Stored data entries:
>>>

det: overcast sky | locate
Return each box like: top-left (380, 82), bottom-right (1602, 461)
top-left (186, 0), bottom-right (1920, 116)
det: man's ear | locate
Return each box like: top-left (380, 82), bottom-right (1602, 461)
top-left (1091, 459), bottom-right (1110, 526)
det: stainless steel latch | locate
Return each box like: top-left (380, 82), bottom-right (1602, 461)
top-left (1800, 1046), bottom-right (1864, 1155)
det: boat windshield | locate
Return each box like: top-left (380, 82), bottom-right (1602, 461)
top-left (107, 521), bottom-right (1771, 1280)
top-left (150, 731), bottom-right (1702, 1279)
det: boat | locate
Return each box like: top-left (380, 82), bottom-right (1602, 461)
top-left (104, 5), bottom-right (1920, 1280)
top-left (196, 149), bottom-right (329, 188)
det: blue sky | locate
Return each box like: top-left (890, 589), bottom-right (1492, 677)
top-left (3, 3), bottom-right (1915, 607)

<<<

INSTRUCTIONS TO FOLLOW
Copy out the lines of the data where the string "locate" occurs.

WORKED SOLUTION
det: overcast sky | locate
det: man's ear | locate
det: stainless steel latch | locate
det: boat windshield | locate
det: boat | locate
det: blue sky | locate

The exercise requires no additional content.